→ INSTRUCTIONS TO FOLLOW: Convert the listing below into a Markdown table with the columns Number and Record line, giving each line its own numbered row and leaving out any blank lines.

→ Pointing records:
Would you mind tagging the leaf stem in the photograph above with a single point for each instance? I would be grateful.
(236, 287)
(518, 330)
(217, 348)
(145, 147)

→ RESULT OF THIS EXERCISE:
| Number | Record line |
|---|---|
| 1 | Would you mind tagging the leaf stem in the photograph above with a single point for each instance? I would be grateful. |
| 2 | (236, 287) |
| 3 | (518, 330) |
| 4 | (217, 348) |
| 5 | (145, 147) |